■ **EXERCISE OBJECTIVE**
Print these lines again word for word, starting at the line that contains "of the camouflage" and ending at the line that contains "[(458, 104)]", with both of those lines included.

-- START OF RAW RECORDS --

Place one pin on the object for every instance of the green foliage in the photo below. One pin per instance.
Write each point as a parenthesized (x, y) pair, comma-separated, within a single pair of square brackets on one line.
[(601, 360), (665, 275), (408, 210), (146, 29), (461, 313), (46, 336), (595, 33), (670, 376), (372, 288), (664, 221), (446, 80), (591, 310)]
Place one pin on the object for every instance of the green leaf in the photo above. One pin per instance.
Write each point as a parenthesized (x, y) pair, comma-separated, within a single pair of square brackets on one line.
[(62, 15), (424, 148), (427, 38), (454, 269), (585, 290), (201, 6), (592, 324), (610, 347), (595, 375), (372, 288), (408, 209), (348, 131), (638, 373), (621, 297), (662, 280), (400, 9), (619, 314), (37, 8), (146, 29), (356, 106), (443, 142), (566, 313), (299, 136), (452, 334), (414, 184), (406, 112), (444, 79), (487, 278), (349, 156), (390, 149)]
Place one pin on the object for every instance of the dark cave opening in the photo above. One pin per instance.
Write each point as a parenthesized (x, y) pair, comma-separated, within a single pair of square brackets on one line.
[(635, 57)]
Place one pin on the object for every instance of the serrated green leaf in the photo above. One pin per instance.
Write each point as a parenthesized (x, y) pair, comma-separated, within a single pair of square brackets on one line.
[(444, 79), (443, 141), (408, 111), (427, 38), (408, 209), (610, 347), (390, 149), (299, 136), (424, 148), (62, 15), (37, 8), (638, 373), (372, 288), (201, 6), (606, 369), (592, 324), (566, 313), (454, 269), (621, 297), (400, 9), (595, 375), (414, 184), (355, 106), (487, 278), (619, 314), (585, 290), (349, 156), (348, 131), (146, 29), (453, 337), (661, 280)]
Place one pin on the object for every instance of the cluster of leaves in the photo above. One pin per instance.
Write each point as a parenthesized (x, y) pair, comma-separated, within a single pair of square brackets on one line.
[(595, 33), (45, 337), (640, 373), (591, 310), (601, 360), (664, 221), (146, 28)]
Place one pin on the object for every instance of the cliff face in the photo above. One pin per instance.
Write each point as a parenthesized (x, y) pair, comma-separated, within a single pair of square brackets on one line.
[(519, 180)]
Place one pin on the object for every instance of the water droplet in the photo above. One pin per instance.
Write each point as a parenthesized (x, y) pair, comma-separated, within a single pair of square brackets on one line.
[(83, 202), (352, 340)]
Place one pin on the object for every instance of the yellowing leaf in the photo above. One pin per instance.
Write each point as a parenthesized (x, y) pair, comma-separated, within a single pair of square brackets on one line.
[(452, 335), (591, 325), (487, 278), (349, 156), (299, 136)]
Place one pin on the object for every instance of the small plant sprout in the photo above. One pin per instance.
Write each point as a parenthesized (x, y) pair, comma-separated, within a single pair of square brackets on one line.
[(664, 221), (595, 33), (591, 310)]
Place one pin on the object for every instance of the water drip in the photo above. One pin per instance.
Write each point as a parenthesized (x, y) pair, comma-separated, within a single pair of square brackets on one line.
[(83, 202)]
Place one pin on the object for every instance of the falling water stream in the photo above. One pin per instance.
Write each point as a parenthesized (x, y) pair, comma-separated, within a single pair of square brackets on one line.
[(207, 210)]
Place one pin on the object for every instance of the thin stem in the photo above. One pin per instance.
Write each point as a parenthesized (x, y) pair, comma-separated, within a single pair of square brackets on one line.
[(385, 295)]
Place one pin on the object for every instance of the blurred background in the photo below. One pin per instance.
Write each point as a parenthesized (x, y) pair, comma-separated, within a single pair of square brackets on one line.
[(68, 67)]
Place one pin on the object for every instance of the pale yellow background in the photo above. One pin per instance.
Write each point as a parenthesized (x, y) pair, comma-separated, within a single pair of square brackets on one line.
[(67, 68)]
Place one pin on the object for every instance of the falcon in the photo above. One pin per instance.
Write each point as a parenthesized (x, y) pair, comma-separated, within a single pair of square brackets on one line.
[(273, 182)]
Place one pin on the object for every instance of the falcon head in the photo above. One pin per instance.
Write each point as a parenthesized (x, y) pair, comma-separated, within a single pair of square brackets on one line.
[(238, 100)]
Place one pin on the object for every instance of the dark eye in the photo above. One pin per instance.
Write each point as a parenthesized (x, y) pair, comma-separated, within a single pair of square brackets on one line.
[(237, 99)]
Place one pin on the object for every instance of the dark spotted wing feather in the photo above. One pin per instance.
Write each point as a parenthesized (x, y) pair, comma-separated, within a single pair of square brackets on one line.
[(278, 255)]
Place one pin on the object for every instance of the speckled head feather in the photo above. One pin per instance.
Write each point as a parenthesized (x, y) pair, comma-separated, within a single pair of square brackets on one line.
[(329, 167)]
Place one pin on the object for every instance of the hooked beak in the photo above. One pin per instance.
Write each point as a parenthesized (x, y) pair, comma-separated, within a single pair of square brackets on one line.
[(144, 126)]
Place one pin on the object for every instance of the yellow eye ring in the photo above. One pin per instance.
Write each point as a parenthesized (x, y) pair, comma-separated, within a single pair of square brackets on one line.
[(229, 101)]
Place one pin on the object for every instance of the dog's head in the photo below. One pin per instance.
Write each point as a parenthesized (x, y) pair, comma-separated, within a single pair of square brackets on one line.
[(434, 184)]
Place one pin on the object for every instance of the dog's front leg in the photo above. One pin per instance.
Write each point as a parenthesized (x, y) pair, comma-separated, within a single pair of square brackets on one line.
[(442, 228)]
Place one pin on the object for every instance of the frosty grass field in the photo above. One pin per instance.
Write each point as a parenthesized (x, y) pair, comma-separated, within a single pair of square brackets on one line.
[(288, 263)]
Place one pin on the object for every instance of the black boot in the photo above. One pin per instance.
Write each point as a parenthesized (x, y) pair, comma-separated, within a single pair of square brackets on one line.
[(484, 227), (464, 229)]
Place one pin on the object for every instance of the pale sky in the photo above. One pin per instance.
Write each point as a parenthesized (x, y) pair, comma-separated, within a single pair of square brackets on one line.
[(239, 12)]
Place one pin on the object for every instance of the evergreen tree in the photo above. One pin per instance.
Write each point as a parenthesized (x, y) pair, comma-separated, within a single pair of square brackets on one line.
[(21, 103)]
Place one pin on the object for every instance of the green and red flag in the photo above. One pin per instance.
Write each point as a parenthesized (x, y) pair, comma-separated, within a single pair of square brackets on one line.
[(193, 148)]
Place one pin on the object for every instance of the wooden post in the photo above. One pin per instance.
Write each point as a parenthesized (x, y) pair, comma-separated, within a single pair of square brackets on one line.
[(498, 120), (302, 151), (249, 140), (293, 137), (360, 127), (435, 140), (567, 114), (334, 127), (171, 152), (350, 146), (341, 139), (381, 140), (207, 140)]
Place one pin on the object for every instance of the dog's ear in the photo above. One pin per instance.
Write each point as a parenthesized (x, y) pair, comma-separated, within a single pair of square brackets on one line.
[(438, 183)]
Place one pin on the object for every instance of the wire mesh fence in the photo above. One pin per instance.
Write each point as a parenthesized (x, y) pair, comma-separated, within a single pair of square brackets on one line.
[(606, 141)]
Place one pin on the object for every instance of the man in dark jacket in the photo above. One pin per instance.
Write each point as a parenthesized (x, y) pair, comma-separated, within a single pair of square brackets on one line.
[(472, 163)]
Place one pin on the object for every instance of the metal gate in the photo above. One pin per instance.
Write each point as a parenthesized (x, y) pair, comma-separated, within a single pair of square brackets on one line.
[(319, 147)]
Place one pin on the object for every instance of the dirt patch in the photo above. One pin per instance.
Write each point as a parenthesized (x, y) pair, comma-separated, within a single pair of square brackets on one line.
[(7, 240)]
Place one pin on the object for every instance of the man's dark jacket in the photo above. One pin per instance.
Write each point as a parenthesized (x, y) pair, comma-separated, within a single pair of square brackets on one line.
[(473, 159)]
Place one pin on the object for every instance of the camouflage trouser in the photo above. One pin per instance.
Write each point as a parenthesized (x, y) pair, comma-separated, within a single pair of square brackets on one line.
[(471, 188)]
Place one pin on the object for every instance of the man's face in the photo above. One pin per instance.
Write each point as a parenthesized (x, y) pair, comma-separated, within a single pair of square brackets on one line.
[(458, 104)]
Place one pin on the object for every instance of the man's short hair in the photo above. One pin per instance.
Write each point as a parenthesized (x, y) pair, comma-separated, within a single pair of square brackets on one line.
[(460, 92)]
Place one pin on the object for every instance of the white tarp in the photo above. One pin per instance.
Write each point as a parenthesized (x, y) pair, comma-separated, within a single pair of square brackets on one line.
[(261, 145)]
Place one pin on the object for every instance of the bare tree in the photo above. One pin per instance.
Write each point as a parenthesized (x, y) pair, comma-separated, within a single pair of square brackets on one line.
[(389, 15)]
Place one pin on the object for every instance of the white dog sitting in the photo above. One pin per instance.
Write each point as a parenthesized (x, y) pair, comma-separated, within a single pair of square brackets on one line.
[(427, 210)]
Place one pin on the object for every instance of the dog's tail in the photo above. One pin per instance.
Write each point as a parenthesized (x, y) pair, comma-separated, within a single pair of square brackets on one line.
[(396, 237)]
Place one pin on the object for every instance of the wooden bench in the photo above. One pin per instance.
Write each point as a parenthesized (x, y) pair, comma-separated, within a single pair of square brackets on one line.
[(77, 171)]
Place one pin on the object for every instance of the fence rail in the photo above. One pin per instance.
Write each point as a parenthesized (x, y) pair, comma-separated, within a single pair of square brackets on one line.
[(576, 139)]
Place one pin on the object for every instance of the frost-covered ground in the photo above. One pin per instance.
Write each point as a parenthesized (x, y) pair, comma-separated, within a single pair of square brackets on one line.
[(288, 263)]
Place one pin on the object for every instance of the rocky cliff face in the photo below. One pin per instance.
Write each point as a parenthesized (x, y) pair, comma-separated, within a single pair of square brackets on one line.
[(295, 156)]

-- END OF RAW RECORDS --

■ **EXERCISE RESPONSE**
Place one pin on the object for every instance of the camouflage trouser in the photo above. One pin per instance.
Write each point as a parenthesized (x, y) pair, comma-separated, within a single pair of square brackets on one line.
[(471, 188)]
Place one pin on the object for every instance of the man's face in the photo above. One pin per instance.
Write each point as a parenthesized (x, y) pair, comma-separated, within a single pair of square brackets on one line.
[(458, 104)]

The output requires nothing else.